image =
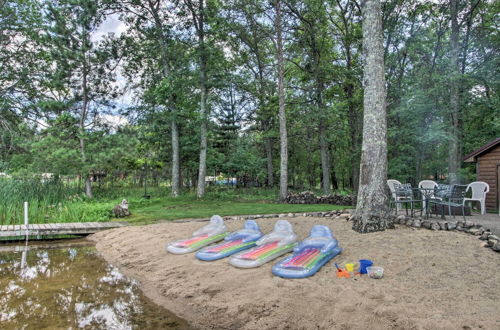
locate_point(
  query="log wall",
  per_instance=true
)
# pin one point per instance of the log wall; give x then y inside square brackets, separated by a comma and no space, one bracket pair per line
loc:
[488,168]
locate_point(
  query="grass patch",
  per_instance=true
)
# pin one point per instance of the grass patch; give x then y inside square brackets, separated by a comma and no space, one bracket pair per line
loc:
[180,209]
[58,202]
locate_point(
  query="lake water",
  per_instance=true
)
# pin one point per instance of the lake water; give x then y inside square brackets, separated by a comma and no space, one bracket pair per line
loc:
[69,286]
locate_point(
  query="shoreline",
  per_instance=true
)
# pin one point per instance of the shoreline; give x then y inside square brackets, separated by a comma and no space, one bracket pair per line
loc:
[433,280]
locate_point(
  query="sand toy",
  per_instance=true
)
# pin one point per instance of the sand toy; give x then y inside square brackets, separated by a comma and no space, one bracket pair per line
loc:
[363,264]
[215,231]
[235,242]
[341,272]
[310,255]
[278,242]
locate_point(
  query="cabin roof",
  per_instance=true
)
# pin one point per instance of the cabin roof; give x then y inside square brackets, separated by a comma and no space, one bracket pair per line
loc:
[471,158]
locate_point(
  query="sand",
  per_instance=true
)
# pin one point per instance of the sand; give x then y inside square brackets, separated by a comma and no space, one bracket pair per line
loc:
[432,280]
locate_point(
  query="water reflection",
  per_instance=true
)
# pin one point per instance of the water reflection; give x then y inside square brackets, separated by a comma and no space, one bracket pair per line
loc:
[73,288]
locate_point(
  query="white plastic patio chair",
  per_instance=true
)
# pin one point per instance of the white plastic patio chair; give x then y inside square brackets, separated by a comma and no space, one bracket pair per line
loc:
[428,184]
[479,191]
[391,184]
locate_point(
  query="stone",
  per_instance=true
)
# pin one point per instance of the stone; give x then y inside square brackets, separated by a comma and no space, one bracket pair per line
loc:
[492,242]
[426,224]
[121,210]
[496,247]
[451,225]
[468,224]
[484,236]
[435,226]
[494,237]
[474,231]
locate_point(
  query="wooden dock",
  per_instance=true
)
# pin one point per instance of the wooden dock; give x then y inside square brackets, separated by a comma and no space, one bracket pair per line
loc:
[70,228]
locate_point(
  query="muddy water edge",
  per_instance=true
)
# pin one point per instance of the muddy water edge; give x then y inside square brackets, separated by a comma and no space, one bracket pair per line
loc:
[66,284]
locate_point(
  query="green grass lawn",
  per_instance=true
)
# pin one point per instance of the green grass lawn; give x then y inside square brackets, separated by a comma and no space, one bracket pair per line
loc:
[171,209]
[56,203]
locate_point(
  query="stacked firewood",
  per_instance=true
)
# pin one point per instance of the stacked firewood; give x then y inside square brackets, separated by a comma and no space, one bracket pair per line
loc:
[308,197]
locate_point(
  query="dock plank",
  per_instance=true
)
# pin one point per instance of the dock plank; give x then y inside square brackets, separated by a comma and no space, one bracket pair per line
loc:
[47,229]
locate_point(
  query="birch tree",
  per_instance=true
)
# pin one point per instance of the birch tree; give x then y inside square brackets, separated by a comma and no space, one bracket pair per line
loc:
[372,210]
[281,102]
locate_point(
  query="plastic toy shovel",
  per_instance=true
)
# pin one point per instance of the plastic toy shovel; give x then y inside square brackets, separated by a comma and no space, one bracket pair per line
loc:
[342,273]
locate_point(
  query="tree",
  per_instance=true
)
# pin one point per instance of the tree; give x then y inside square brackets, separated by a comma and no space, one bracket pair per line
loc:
[139,15]
[281,102]
[83,71]
[371,210]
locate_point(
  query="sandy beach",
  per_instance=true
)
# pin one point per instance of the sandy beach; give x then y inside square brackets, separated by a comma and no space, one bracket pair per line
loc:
[432,280]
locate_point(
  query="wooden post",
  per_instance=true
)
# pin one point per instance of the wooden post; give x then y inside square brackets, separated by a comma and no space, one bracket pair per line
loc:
[26,220]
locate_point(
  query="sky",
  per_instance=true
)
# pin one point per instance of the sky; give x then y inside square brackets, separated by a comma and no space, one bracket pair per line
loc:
[112,24]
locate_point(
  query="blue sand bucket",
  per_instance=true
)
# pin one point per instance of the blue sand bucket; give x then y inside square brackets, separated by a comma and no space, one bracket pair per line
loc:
[363,263]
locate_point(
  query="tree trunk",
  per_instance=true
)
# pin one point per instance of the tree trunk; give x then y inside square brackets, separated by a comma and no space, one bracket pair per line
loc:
[372,213]
[175,159]
[203,104]
[454,149]
[83,116]
[282,114]
[325,159]
[166,71]
[269,158]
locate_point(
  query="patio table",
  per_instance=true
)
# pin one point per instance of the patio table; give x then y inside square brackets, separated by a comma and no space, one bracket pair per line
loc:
[427,195]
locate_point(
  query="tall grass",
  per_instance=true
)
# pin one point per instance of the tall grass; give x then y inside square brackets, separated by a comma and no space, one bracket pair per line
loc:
[50,201]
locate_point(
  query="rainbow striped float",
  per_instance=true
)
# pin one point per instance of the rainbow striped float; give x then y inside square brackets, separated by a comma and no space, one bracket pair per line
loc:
[282,240]
[310,255]
[235,242]
[213,232]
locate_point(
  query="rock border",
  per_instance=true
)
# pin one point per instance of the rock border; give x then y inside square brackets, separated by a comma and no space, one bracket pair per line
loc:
[336,214]
[491,240]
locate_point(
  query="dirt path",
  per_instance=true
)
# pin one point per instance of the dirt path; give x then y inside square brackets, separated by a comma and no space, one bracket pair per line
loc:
[433,280]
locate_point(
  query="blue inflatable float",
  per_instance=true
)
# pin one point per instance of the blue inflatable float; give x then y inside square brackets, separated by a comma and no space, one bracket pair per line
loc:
[237,241]
[310,255]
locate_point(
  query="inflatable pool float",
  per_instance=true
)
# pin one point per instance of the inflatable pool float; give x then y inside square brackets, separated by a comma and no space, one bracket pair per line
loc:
[235,242]
[215,231]
[309,255]
[280,241]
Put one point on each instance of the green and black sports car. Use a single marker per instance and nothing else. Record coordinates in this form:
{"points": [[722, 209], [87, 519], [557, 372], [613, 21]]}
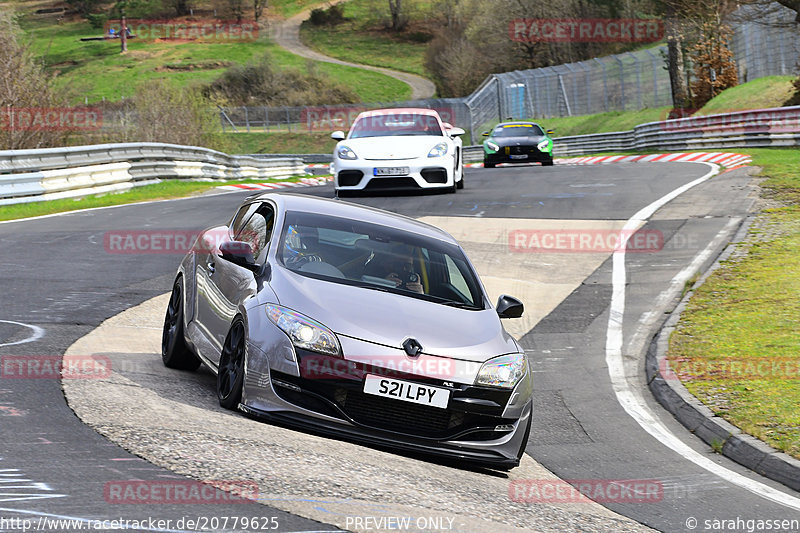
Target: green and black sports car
{"points": [[517, 142]]}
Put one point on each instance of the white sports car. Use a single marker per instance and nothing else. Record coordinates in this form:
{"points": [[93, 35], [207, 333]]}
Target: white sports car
{"points": [[396, 149]]}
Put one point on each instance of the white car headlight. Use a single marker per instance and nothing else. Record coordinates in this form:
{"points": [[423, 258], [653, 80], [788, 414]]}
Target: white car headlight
{"points": [[504, 371], [304, 332], [346, 153], [439, 150]]}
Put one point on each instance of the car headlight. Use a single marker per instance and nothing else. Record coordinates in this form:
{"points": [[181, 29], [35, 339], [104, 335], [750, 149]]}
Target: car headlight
{"points": [[346, 153], [542, 146], [504, 371], [304, 332], [439, 150]]}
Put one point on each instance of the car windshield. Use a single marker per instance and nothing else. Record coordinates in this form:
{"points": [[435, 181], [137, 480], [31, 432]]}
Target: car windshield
{"points": [[378, 257], [395, 124], [518, 130]]}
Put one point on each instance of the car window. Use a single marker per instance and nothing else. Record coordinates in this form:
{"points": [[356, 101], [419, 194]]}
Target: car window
{"points": [[378, 257], [257, 230], [395, 124]]}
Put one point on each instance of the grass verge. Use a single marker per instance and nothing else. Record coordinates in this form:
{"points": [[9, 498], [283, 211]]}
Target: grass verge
{"points": [[737, 345], [159, 191], [95, 70], [362, 37]]}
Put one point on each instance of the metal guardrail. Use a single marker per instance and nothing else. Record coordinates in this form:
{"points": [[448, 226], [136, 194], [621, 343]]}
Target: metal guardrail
{"points": [[742, 129], [53, 173]]}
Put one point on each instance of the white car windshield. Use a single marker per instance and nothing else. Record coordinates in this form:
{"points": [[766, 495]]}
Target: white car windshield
{"points": [[378, 257], [391, 124]]}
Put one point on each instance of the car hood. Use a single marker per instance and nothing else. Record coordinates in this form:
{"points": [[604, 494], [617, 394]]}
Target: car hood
{"points": [[394, 147], [388, 319], [513, 141]]}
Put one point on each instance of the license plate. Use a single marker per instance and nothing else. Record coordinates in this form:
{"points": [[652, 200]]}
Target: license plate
{"points": [[390, 171], [406, 391]]}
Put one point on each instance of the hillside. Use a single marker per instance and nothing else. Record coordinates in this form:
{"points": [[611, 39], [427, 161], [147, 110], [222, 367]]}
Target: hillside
{"points": [[95, 70]]}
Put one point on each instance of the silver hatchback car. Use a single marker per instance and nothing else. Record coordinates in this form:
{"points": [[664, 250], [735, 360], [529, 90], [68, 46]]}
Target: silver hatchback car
{"points": [[355, 322]]}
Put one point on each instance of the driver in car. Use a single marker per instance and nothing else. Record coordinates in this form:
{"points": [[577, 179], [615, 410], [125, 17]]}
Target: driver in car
{"points": [[400, 268]]}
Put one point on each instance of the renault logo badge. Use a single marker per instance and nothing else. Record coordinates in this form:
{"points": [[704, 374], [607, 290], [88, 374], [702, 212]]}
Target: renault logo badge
{"points": [[412, 347]]}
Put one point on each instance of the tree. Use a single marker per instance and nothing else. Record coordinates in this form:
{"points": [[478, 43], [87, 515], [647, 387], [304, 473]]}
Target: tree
{"points": [[396, 12]]}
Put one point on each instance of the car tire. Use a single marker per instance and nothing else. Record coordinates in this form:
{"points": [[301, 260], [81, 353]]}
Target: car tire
{"points": [[175, 353], [230, 375]]}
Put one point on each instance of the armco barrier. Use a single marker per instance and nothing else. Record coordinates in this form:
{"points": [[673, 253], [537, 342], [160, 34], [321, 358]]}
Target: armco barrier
{"points": [[741, 129], [48, 174]]}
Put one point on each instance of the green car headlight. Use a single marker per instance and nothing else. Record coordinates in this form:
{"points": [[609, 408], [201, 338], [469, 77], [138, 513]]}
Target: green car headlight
{"points": [[504, 371], [345, 152], [544, 145], [304, 332]]}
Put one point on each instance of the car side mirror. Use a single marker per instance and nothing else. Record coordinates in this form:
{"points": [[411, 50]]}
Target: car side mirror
{"points": [[239, 253], [509, 307]]}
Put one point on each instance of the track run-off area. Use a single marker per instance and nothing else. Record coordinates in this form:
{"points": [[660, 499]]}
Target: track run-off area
{"points": [[543, 234]]}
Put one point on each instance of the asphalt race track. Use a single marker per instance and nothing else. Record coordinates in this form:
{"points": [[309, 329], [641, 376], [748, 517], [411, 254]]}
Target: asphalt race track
{"points": [[61, 282]]}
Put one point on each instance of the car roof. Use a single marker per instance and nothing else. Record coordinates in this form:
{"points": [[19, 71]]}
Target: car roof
{"points": [[338, 208], [399, 111], [519, 123]]}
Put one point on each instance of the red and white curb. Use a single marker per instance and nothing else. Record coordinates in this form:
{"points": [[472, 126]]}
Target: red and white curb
{"points": [[727, 160], [303, 182]]}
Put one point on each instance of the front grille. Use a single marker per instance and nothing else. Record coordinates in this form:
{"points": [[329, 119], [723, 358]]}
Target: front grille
{"points": [[349, 178], [434, 175], [396, 415], [519, 150], [392, 183]]}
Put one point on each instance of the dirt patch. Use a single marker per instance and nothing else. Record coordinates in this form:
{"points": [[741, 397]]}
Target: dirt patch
{"points": [[185, 67]]}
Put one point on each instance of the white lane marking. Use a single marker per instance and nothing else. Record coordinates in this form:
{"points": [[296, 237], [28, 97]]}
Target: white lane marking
{"points": [[36, 333], [630, 400], [90, 209], [85, 521]]}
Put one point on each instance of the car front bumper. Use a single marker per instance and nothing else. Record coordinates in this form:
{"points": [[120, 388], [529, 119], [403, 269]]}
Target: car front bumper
{"points": [[422, 173], [481, 424]]}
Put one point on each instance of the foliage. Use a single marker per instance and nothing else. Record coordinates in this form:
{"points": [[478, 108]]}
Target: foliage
{"points": [[169, 114], [25, 91], [714, 68], [260, 83]]}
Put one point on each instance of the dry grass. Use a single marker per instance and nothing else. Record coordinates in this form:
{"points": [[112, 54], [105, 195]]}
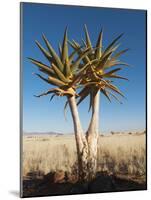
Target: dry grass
{"points": [[118, 154]]}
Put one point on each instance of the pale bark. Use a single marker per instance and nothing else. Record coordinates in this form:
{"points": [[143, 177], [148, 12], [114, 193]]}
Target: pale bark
{"points": [[92, 136], [81, 142]]}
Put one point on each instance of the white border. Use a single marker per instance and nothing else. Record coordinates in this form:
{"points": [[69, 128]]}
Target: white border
{"points": [[9, 97]]}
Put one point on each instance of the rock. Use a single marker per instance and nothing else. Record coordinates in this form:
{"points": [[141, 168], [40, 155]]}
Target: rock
{"points": [[71, 178], [102, 183]]}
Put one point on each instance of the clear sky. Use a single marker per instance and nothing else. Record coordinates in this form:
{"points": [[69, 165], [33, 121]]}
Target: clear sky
{"points": [[39, 114]]}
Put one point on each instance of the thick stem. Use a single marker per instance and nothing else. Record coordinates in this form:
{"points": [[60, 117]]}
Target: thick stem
{"points": [[92, 136], [81, 143]]}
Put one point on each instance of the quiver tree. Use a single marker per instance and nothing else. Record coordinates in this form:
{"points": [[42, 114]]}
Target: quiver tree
{"points": [[93, 70], [63, 73], [98, 78]]}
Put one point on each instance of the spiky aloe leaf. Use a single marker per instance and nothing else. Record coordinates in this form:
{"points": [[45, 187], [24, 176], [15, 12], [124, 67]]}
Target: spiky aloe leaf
{"points": [[105, 94], [65, 109], [53, 53], [65, 47], [83, 94], [43, 78], [77, 47], [59, 74], [60, 50], [87, 37], [120, 53], [103, 61], [117, 76], [79, 59], [114, 88], [107, 74], [71, 57], [114, 96], [45, 53], [45, 93], [67, 69], [52, 97], [98, 50], [112, 63], [42, 66], [55, 81]]}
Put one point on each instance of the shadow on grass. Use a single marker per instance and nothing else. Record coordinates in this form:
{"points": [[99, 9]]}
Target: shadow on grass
{"points": [[46, 185]]}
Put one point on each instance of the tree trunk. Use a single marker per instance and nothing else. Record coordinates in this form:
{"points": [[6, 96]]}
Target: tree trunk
{"points": [[81, 142], [92, 136]]}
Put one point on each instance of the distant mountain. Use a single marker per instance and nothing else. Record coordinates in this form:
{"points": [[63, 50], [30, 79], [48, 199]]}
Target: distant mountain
{"points": [[42, 133]]}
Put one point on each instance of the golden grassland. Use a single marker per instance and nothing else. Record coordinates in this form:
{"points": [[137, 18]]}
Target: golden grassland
{"points": [[122, 154]]}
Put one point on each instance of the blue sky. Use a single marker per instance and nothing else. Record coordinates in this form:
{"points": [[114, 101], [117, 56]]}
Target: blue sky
{"points": [[39, 114]]}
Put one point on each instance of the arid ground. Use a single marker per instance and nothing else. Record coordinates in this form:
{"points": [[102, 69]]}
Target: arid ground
{"points": [[50, 164]]}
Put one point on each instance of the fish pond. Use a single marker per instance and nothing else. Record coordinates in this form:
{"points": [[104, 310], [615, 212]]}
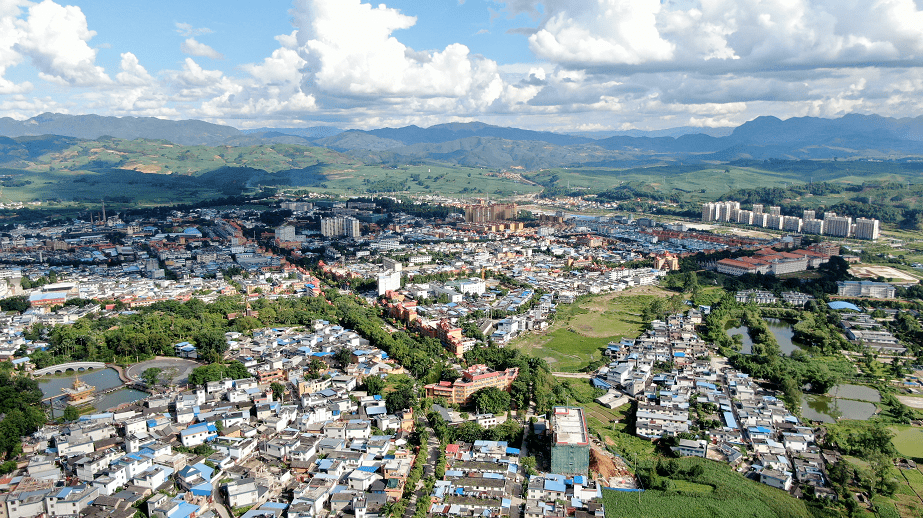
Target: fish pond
{"points": [[779, 329]]}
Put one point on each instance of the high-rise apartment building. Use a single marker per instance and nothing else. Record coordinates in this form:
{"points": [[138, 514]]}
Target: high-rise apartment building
{"points": [[867, 228], [339, 226]]}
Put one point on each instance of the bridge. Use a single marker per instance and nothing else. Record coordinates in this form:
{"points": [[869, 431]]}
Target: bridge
{"points": [[73, 366]]}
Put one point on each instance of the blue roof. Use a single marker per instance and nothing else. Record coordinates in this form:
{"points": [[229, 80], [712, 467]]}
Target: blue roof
{"points": [[203, 489], [184, 510], [839, 304], [729, 420], [554, 485]]}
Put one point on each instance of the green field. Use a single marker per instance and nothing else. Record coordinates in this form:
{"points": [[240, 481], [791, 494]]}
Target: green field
{"points": [[423, 179], [908, 440], [157, 172], [581, 330], [733, 497]]}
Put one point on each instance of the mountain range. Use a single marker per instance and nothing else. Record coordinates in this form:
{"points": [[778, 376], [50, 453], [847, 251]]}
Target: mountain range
{"points": [[483, 145]]}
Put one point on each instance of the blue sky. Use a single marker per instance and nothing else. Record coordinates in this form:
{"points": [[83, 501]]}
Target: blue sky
{"points": [[552, 64]]}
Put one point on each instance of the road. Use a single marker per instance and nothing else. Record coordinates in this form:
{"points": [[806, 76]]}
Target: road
{"points": [[218, 503], [580, 375]]}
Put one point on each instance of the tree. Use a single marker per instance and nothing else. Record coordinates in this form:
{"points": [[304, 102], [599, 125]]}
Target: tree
{"points": [[528, 465], [374, 385], [343, 356], [400, 398], [491, 400], [150, 376]]}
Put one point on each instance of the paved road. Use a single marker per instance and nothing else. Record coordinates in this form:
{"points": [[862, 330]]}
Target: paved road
{"points": [[218, 504], [581, 375]]}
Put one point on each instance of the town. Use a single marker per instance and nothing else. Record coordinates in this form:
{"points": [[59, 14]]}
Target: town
{"points": [[394, 402]]}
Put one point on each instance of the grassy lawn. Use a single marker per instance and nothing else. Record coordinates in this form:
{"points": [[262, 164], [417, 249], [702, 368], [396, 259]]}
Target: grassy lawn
{"points": [[581, 330], [908, 440], [410, 179], [684, 486], [733, 497]]}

+-------+

WHAT IS REQUIRED: Repeat only what runs from the line holding "Put one point on each instance of the paved" to the end of the data, keeping every line exactly as written, first and last included.

TASK ANSWER:
Put one point on each instance of the paved road. Use a single marker per instance and nothing else. Record coordinates in this form:
{"points": [[862, 330]]}
Target: paved road
{"points": [[218, 504], [581, 375]]}
Put one point on each instance of the town. Use a single marker per instance and nothing else. Record coordinates in this form:
{"points": [[59, 14]]}
Target: town
{"points": [[394, 402]]}
Put one point on each instance of the grassy lawn. Use a single marker per instance and nothing else. Record coordinates in this form:
{"points": [[262, 164], [417, 249], [702, 368], [396, 259]]}
Target: grassy lawn
{"points": [[581, 330], [908, 440], [410, 179], [684, 486], [733, 497]]}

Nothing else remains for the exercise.